- **Given problem**: Lay out the stretch of the records below, from the line that contains "Can you spot the white teeth" through the line that contains "x=96, y=116", as a Markdown table with the columns Row and Line. Number each row and leave out any blank lines.

[Records drawn from a dataset]
+===+

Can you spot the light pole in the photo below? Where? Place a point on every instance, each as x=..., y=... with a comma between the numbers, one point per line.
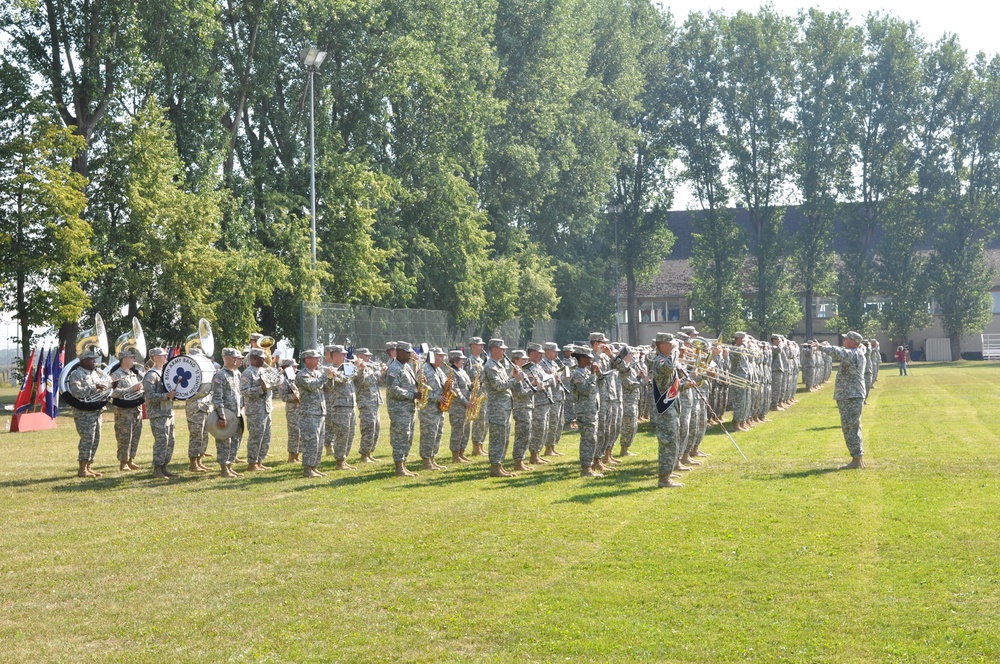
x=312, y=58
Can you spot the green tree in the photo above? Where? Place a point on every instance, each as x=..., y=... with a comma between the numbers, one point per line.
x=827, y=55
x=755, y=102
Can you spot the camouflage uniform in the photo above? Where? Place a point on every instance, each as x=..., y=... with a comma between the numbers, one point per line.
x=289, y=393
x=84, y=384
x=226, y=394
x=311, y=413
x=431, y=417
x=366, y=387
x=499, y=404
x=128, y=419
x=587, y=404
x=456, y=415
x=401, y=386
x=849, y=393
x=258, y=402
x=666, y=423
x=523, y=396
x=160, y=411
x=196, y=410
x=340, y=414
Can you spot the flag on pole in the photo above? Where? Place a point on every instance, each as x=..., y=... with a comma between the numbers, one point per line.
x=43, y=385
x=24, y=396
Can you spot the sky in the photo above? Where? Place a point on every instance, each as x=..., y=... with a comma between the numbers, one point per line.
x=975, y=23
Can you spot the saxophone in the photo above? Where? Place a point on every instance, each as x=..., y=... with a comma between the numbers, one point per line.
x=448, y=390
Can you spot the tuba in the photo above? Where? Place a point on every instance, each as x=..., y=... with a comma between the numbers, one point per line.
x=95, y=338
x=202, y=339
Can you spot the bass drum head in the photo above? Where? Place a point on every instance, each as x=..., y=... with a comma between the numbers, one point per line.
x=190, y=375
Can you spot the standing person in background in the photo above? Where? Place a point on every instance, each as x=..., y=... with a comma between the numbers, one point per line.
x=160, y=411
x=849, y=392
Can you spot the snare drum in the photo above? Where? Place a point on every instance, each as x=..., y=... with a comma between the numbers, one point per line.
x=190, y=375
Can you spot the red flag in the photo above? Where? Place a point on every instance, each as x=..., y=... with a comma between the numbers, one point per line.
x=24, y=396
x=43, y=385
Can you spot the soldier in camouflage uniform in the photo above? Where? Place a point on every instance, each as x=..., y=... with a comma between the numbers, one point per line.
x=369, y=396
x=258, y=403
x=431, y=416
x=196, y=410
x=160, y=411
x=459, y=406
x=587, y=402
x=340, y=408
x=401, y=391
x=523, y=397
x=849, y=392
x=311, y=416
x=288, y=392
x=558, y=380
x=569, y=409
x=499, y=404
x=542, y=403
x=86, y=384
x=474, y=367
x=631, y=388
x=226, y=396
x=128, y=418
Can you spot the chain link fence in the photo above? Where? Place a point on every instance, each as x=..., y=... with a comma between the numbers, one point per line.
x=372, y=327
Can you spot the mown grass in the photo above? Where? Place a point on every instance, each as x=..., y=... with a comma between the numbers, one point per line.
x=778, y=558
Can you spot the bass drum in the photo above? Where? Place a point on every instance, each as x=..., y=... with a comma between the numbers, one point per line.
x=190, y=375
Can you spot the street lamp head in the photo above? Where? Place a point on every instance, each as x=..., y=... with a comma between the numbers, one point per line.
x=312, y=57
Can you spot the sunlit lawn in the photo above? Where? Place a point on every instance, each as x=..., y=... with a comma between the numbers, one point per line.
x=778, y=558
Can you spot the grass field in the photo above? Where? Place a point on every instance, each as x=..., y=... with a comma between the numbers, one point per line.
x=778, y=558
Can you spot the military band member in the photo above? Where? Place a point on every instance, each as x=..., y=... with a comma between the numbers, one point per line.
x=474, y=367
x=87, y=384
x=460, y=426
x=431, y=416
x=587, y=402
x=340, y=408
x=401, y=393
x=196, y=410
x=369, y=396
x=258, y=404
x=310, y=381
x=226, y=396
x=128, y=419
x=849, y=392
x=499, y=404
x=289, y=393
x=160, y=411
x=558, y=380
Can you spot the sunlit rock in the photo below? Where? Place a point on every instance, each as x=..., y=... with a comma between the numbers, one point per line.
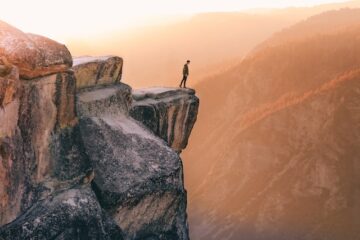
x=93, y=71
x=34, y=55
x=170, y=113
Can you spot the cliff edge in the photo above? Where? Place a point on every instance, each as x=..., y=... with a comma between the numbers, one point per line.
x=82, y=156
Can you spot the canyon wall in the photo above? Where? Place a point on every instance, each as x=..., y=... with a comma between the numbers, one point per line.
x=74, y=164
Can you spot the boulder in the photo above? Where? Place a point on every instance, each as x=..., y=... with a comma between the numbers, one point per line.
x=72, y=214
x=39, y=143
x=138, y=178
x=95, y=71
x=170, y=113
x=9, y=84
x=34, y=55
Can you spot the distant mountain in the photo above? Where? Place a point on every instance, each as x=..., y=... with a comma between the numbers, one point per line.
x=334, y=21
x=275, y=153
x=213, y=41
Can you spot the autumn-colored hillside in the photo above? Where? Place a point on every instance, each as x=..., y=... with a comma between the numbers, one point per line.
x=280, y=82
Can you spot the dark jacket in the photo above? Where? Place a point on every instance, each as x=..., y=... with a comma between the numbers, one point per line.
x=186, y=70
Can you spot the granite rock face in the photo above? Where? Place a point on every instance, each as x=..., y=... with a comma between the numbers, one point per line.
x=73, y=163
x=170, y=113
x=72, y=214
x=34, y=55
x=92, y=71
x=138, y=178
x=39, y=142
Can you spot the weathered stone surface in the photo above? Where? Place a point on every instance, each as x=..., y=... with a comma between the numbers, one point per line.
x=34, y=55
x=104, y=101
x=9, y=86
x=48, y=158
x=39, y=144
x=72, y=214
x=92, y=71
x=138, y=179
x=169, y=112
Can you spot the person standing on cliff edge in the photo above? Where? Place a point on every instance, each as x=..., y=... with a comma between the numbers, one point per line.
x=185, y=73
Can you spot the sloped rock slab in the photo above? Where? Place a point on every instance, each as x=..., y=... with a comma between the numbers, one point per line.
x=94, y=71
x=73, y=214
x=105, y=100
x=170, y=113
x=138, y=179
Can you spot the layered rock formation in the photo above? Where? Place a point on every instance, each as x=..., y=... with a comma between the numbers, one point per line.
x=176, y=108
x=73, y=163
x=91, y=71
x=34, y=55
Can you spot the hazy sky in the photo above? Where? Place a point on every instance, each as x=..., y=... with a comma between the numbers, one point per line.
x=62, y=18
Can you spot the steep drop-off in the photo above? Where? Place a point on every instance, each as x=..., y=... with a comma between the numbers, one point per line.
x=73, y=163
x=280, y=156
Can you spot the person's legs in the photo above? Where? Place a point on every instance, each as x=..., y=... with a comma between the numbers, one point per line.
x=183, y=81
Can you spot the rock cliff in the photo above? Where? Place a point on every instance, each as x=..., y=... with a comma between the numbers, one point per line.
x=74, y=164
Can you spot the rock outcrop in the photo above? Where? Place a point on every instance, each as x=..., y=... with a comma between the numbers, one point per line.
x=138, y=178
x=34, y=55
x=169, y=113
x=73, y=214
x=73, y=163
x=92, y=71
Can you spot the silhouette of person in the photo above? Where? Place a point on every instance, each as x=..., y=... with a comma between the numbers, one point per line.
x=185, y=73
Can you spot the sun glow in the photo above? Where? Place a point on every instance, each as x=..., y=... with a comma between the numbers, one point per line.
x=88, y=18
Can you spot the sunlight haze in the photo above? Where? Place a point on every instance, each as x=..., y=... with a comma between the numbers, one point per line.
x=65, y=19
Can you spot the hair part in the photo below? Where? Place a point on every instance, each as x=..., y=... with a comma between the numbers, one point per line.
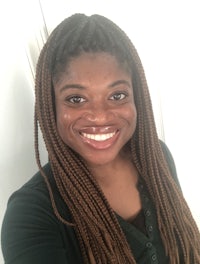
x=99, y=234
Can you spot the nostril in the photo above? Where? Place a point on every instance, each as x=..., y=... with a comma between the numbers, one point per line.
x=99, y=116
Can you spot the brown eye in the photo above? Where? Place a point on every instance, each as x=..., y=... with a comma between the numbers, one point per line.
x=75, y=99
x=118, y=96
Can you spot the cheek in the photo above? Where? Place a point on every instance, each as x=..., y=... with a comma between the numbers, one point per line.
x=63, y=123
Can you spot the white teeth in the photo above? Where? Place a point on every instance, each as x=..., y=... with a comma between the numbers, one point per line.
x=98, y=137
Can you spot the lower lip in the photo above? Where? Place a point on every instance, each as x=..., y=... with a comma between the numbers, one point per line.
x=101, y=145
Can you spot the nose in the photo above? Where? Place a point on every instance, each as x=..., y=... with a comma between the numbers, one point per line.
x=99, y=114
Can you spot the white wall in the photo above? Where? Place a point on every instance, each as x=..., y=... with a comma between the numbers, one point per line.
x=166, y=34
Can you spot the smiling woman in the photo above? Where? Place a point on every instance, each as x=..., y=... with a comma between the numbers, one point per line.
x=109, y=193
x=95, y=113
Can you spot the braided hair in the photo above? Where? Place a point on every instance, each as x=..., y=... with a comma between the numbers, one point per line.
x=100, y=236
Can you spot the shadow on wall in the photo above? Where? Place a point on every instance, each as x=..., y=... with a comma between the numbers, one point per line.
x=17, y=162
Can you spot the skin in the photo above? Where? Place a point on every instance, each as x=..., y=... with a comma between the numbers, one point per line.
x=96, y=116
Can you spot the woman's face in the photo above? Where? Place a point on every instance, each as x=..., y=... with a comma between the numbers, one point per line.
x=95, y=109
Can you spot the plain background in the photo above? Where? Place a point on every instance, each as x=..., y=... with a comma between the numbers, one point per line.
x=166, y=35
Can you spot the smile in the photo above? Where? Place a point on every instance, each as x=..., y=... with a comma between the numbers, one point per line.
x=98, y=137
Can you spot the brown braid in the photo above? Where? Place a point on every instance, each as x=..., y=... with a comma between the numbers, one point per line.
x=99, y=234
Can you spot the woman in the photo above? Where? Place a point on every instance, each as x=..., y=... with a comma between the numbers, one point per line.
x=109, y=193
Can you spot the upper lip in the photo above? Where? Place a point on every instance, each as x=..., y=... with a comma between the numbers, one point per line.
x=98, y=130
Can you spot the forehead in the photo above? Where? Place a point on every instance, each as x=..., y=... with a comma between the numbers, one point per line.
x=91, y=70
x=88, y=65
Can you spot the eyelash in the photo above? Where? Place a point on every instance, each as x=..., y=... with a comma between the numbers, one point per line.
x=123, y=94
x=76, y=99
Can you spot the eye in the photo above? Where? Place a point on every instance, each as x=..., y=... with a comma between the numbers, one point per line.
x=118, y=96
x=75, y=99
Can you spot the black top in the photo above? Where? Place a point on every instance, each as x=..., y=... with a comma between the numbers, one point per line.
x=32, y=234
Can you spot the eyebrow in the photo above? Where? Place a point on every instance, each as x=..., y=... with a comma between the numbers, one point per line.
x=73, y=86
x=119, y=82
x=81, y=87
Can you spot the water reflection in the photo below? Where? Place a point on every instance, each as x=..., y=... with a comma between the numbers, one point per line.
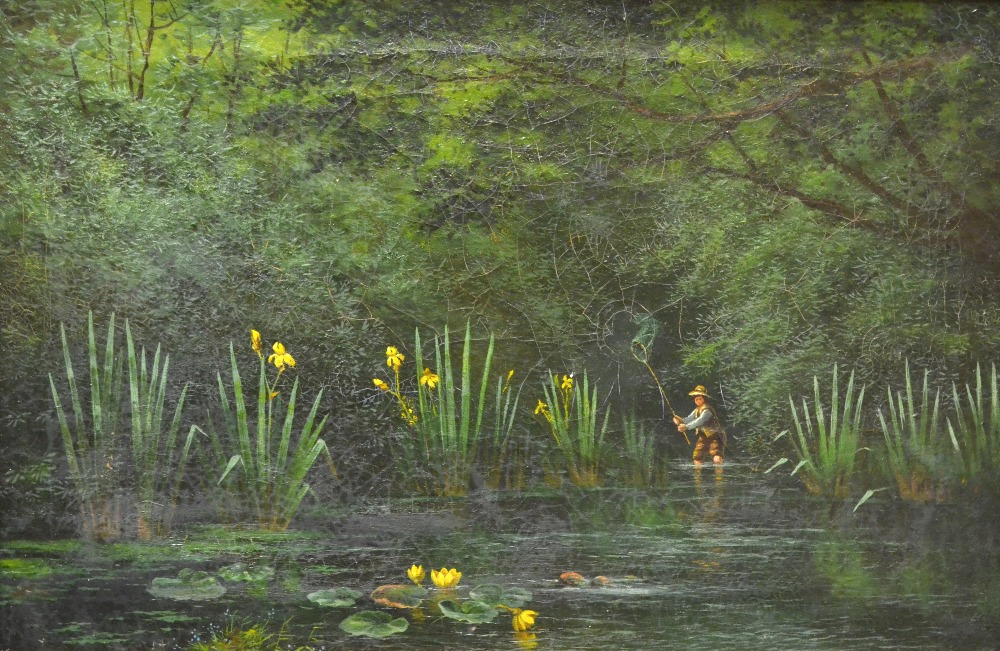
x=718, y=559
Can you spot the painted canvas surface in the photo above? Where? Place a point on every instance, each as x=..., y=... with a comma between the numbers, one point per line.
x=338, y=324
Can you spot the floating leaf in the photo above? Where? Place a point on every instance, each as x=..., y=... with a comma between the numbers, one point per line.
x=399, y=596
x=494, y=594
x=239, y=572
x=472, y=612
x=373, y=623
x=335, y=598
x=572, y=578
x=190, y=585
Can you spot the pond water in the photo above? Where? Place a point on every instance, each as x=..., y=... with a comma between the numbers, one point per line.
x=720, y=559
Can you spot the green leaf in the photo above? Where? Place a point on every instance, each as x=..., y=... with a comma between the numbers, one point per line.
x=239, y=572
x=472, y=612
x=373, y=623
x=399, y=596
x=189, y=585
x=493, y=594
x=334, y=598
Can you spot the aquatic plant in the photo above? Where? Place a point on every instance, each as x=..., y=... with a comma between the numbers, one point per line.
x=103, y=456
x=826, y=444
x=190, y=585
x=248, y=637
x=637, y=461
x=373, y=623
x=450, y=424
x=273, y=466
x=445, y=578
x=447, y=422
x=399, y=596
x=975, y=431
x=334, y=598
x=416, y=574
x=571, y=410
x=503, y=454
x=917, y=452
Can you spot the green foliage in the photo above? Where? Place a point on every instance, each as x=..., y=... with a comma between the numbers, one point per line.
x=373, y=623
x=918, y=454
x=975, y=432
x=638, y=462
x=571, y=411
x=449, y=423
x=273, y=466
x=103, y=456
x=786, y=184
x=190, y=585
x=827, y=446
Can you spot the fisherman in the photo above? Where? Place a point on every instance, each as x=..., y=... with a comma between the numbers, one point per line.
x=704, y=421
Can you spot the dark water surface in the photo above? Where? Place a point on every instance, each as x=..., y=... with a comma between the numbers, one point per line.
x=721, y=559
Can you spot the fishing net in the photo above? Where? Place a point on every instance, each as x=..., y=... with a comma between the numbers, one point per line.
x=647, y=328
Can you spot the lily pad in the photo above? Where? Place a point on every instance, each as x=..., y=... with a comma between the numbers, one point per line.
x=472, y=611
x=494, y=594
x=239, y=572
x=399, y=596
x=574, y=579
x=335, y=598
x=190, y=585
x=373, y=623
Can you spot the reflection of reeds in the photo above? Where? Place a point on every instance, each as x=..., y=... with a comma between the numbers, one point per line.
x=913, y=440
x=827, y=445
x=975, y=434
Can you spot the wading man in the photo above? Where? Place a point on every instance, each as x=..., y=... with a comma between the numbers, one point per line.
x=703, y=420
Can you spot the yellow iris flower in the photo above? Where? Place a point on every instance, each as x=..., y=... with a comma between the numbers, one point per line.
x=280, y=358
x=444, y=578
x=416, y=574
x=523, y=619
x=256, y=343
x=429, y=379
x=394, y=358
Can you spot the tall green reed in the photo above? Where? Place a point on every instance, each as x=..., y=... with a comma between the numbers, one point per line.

+===+

- **Problem solution**:
| Row | Line |
|---|---|
| 1 | Can you spot the white teeth in the photo above? Where? Place a point on every instance, each as x=..., y=... with a comma between the numbers, one point per line. |
| 2 | x=98, y=137 |
| 3 | Can you spot the lower lip in the photo above? Where? Place a point on every instance, each as x=..., y=... with a comma between the numbers, one point per line. |
| 4 | x=101, y=145 |
| 5 | Can you spot the nose in the photo above? Where? Place a point on every instance, each as x=..., y=... with a comma between the numbers, one point per line. |
| 6 | x=99, y=114 |
| 7 | Can you spot the white wall in the photo above? Where? Place a point on every instance, each as x=..., y=... with a comma between the numbers, one point per line. |
| 8 | x=166, y=34 |
| 9 | Can you spot the smiling woman in the photo above? Where? Place a point on every instance, each as x=..., y=... with a comma between the numbers, one point per line. |
| 10 | x=109, y=193 |
| 11 | x=95, y=113 |
| 12 | Can you spot the braided hair in the photo above? Where? Place a point on every instance, each as x=..., y=... with a comma between the numbers, one point per line. |
| 13 | x=100, y=236 |
| 14 | Can you spot the shadow on wall in the photo above? Where? Place a point on every instance, each as x=..., y=... with a comma between the numbers, one point per line. |
| 15 | x=17, y=162 |
| 16 | Can you spot the skin in the photo above? Where? Place a point on every instance, each as x=..., y=... with a comma between the numbers, one point per line. |
| 17 | x=96, y=116 |